## Task description
In the thread below on filling in missing values with a median in Postgres, what workaround does the solution propose for computing the median?

*** Given text

Search code examples
sqlpostgresqlwindow-functionsmedian

Filling in missing values with a median in postgres


How can I replace avg with a median calculation in this?

select *
, coalesce(val, avg(val) over (order by t rows between 3 preceding and 1 preceding)) as fixed
from (
    values
    (1, 10),
    (2, NULL),
    (3, 10),
    (4, 15),
    (5, 11),
    (6, NULL),
    (7, NULL),
    (8, NULL),
    (9, NULL)
) as test(t, val)
;

Is there a legal version of this?

percentile_cont(0.5) within group(order by val) over (order by t rows between 3 preceding and 1 preceding)

Solution

  • Unfortunately percentile_cont() is an aggregate function, for which there is no equivalent window function.

    One workaround is to use an inline subquery to do the aggregate computation.

    If ids are always increasing, then you can do:

    select 
        t.*,
        coalesce(
            t.val, 
            (
                select percentile_cont(0.5) within group(order by t1.val)
                from test t1
                where t1.id between t.id - 3 and t.id - 1
            )
        ) fixed
    from test t
    

    Otherwise, you need an additional level of nesting:

    select 
        t.*,
        coalesce(
            t.val, 
            (
                select percentile_cont(0.5) within group(order by t1.val)
                from (select val from test t1 where t1.id < t.id order by t1.id desc limit 3) t1
            )
        ) fixed
    from test t
    

    Demo on DB Fiddle - both queries yield:

    id |  val | fixed
    -: | ---: | :----
     1 |   10 | 10   
     2 | null | 10   
     3 |   10 | 10   
     4 |   15 | 15   
     5 |   11 | 11   
     6 | null | 11   
     7 | null | 13   
     8 | null | 11   
     9 | null | null

******
*** Material provided

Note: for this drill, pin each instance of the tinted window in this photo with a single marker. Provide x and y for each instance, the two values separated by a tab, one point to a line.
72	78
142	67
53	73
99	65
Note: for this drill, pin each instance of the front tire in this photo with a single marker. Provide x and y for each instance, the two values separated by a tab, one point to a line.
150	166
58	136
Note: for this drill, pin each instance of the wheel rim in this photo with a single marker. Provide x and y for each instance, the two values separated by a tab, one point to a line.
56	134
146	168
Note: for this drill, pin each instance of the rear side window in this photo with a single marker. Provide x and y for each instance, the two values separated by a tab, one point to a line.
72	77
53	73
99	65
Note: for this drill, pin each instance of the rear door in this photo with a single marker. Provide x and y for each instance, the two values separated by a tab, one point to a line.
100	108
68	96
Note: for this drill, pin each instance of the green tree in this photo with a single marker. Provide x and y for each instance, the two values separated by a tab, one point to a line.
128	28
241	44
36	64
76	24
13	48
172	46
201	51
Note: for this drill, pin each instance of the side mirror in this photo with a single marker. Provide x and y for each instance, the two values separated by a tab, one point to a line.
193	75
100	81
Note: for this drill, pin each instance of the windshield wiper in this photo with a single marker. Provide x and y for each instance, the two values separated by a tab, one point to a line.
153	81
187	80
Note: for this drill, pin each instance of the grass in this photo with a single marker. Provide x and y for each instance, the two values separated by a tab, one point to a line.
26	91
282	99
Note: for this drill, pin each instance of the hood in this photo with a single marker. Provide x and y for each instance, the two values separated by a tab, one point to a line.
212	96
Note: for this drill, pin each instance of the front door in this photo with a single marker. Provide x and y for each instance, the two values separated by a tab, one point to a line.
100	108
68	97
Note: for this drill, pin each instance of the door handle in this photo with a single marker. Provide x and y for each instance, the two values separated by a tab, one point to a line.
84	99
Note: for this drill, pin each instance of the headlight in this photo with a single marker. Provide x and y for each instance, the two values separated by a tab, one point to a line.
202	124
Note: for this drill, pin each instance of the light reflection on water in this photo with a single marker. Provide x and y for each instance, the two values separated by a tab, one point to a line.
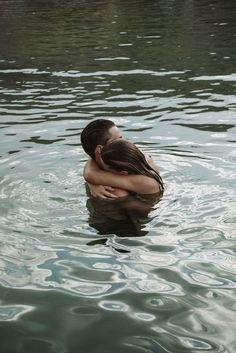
78	274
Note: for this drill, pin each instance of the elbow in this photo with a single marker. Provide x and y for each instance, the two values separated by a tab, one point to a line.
88	176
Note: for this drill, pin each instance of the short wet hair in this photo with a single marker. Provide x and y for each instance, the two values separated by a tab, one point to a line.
95	133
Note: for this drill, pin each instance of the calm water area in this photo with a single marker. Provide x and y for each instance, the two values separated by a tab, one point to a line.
79	275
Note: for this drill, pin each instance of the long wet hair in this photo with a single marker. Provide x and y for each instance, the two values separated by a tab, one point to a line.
122	155
95	133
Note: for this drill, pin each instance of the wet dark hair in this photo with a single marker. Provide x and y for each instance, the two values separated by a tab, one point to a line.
95	133
122	155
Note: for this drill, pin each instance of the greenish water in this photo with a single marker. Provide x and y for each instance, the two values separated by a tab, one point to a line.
78	275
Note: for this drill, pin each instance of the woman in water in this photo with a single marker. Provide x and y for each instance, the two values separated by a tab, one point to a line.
125	166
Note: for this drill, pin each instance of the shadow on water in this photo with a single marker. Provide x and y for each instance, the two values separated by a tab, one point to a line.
125	217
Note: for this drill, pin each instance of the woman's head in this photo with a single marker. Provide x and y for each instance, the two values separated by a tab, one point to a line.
124	156
98	133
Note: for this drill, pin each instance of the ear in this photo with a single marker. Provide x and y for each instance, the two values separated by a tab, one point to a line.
97	153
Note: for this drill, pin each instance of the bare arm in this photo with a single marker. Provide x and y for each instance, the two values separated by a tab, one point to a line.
104	191
137	183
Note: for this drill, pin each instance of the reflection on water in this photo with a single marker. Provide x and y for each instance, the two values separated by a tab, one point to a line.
131	275
125	217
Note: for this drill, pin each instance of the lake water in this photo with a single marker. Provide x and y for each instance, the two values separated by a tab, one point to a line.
154	279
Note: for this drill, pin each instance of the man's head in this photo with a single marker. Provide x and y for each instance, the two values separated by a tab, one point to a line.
97	134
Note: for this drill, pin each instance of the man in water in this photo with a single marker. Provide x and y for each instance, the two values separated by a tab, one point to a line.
95	135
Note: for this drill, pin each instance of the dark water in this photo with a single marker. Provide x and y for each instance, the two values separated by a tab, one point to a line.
157	278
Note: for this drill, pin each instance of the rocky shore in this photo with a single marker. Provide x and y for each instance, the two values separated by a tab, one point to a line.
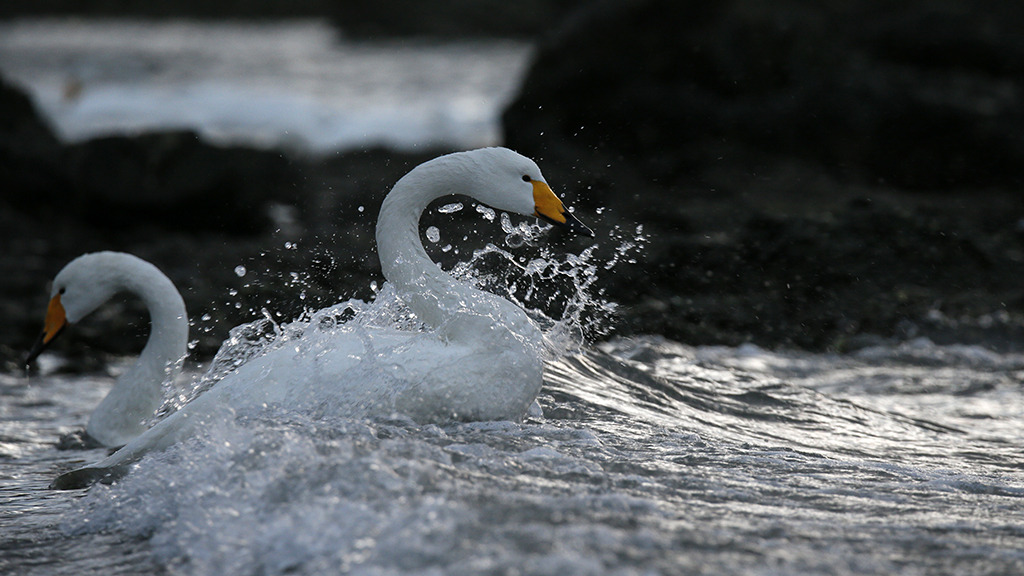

******

## Answer to the task
An inline subquery that does the aggregate computation.